As will be appreciated, a module or component (as referred to herein) may be composed of software component(s), which are stored in a memory or other computer-readable storage medium, and executed by one or more processors or CPUs of the respective devices. As will also be appreciated, however, a module may alternatively be composed of hardware component(s) or firmware component(s), or a combination of hardware, firmware and/or software components. Further, with respect to the various example embodiments described herein, while certain of the functions are described as being performed by certain components or modules (or combinations thereof), such descriptions are provided as examples and are thus not intended to be limiting. Accordingly, any such functions may be envisioned as being performed by other components or modules (or combinations thereof), without departing from the spirit and general scope of the present invention. Moreover, the methods, processes and approaches described herein may be processor-implemented using processing circuitry that may comprise one or more microprocessors, application specific integrated circuits (ASICs), field programmable gate arrays (FPGAs), or other devices operable to be configured or programmed to implement the systems and/or methods described herein. For implementation on such devices that are operable to execute software instructions, the flow diagrams and methods described herein may be implemented in processor instructions stored in a computer-readable medium, such as executable software stored in a computer memory store.
Further, terminology referring to computer-readable media or computer media or the like as used herein refers to any medium that participates in providing instructions to the processor of a computer or processor module or component for execution. Such a medium may take many forms, including but not limited to non-transitory non-volatile media and volatile media. Non-volatile media include, for example, optical disk media, magnetic disk media or electrical disk media (e.g., solid state disk or SDD). Volatile media include dynamic memory, such random access memory or RAM. Common forms of computer-readable media include, for example, floppy or flexible disk, hard disk, magnetic tape, any other magnetic medium, CD ROM, CDRW, DVD, any other optical medium, random access memory (RAM), programmable read only memory (PROM), erasable PROM, flash EPROM, any other memory chip or cartridge, or any other medium from which a computer can read data.
FIG. 1 shows a block diagram of an example test system 100 for over the air (OTA) measurements of a device under test (DUT) with a dynamic adjustable measurement grid, in accordance with example embodiments of the present invention. The invention is not limited to this embodiment and all features below are explained for the purpose of example only.
The test system 100 comprises a DUT 1, a measurement antenna 3, a link antenna 8, a positioning arm 2 (also referred to herein as a positioner) and a measuring/control device 4, connected to the link antenna 8 via a cable connection 9 and connected to the measurement antenna 3 via a cable connection 10. Further, a shielding 6, 7 of the link antenna 8 is depicted in FIG. 1.
By way of example, the DUT 1 may include a test interface to input/receive beam steering data and/or communication data to/from the device under test.
By way of further example, the measurement antenna 3 may be a single horn antenna that is movable in all directions around the DUT with the aid of the positioner 2. Arm positioners or robotic arms to provide this functionality are well known to the person skilled in the art and are therefore not described within this document.
By way of further example, several antenna elements may be included to form an antenna array, which allows the measurement of the electro-magnetic radiation emitted by the DUT 1, without moving the measurement antenna 3, and/or where the plate on which the DUT is positioned may be rotatable or tiltable.

■ ■ ■

* Given exercise A *
Reproduce verbatim the portion of the records running from the line containing "of the shrub" through the final line of the records.

■ ■ ■

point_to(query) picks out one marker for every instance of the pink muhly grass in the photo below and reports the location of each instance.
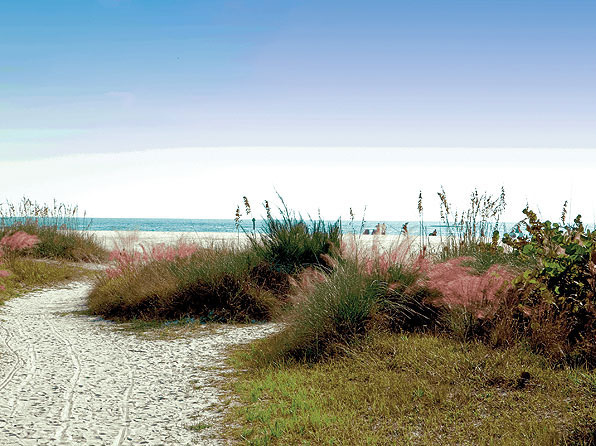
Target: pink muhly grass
(19, 241)
(459, 286)
(374, 260)
(127, 260)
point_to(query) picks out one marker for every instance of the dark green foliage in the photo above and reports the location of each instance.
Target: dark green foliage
(554, 303)
(289, 244)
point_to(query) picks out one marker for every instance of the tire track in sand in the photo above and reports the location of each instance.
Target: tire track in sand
(18, 360)
(66, 413)
(125, 404)
(31, 365)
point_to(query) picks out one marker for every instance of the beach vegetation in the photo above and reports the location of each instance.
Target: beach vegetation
(57, 227)
(288, 243)
(417, 389)
(214, 283)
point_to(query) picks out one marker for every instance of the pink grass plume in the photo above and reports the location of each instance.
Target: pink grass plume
(19, 241)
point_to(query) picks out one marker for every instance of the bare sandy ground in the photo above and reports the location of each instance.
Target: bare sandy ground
(114, 239)
(69, 379)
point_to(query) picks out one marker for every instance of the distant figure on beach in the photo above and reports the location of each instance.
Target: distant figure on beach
(377, 229)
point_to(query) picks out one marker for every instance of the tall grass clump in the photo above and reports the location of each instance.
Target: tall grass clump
(57, 226)
(366, 290)
(185, 280)
(474, 232)
(289, 244)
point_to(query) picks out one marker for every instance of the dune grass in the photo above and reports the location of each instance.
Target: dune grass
(219, 284)
(416, 389)
(28, 274)
(222, 283)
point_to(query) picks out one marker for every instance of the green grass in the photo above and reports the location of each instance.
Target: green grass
(216, 284)
(289, 243)
(54, 243)
(28, 274)
(413, 389)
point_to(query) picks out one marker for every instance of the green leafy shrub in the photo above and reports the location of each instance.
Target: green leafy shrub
(553, 305)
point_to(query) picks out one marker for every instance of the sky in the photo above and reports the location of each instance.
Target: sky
(149, 108)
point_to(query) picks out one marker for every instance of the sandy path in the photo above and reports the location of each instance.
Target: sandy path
(75, 380)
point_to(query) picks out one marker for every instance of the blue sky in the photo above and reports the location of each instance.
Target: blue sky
(124, 78)
(107, 75)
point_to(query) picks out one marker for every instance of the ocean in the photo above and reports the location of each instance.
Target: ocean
(224, 225)
(229, 225)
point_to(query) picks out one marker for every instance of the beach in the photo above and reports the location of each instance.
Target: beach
(135, 239)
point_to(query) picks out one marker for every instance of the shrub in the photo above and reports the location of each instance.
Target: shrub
(553, 305)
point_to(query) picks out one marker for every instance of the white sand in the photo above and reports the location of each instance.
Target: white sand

■ ■ ■

* Given exercise B *
Extend the description of the over-the-air test system beyond its final sentence.

* Task result A *
point_to(query) picks out one marker for every instance of the shrub in the photo above and reports the location of each instance.
Target: shrub
(553, 305)
point_to(query) picks out one marker for every instance of the white sand in the photo above and reports the location of each instance.
Target: white sand

* Task result B *
The measuring/control device 4 is configured to control a beam steering of the DUT 1 to configure the DUT to emit desired radiation patterns and to receive and process signals from the DUT received by the measurement antenna 3. The communication data generated by the measuring/control device 4 and transmitted to the DUT through the link antenna 8 comprises beam steering control data in order to control the beam steering of the DUT.
The measuring/control device 4 is further configured to control the positioner 2 to move the measurement antenna 3 to several defined measurement points with regard to the DUT 1 and the measurement antenna 3 is configured to perform a measurement at each measurement point. The positioner 2 is controlled such that the measurement points are arranged in a grid around the DUT. The sphere 5 depicted in FIG. 1 is an example how the configuration of a measurement grid around the device under test can be defined.
Advantageously, the measurement points arranged in a grid around the DUT are not static but dynamic. In other words, the measurement grid is an adaptive measurement grid. Thus, the configuration of the measurement grid is dynamically adjustable depending on an input value received by the measuring/control device 4. The measuring/control device 4 is therefore configured to adjust the measurement grid based on an input value by controlling the movement of the positioner 2 and/or controlling the receiving properties of the measurement antenna 3.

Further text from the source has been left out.